=== Jobs ===
• 1. Using the thread about Airflow hooks, decide whether each statement agrees with it: (a) the reply says hooks are required for working with Postgres in Airflow; (b) the reply says hooks let you manage connection information in a single place; (c) the reply says a hook's get_conn method still lets you use the s3/postgres/mysql clients directly. Answer each with yes or no and quote the deciding words of the thread.
• 2. Extend the thread about Airflow hooks, picking up after its final sentence.

Reputation: 371
Doc says:
Hooks are interfaces to external platforms and databases like Hive, S3, MySQL, Postgres, HDFS, and Pig. Hooks implement a common interface when possible, and act as a building block for operators. Ref
But why do we need them?
I want to select data from one Postgres DB, and store to another one. Can I use, for example, psycopg2 driver inside python script, which runs by a python operator, or airflow should know for some reason what exactly I'm doing inside script, so, I need to use PostgresHook instead of just psycopg2 driver?
Upvotes: 14
Views: 4553
Reputation: 6259
You don't 'need' them, they are provided for you by Airflow as a convenience. Also, they allow you manage connection information in a single place.
Airflow also supply a bunch of them out-of-the-box so that you don't need to write code for basic operations. If you wanted to use the s3/postgres/mysql clients directly you can still do this with hooks by using a hook's get_conn
method.
There is no real reason not to use hooks, especially because it is extremely easy to create your own which can extend the provided ones.

=== Collected material ===
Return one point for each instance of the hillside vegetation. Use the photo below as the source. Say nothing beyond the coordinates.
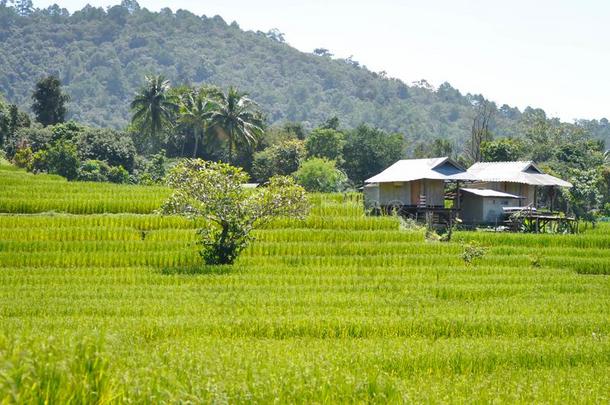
(115, 308)
(102, 56)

=== Final results ===
• 1.
(a) No: "You don't 'need' them, they are provided for you by Airflow as a convenience."
(b) Yes: "they allow you manage connection information in a single place."
(c) Yes: "If you wanted to use the s3/postgres/mysql clients directly you can still do this with hooks by using a hook's get_conn"

• 2.
Upvotes: 0
Reputation: 497
While it is possible to just hardcode the connections in your script and run it, the power of hooks will allow to edit environment variables from within the UI.
Have a look at "Automate AWS Tasks Thanks to Airflow Hooks" to learn a bit more about how to use hooks.
Upvotes: 4
Reputation: 2352
You should use just PostresHook. Instead of using psycopg2 as so:
conn = f'{pass}:{server}@host etc}'
cur = conn.cursor()
cur.execute(query)
data = cur.fetchall()
You can just type:
postgres = PostgresHook('connection_id')
data = postgres.get_pandas_df(query)
Which can also make use of encryption of connections.
So using hooks is cleaner, safer and easier.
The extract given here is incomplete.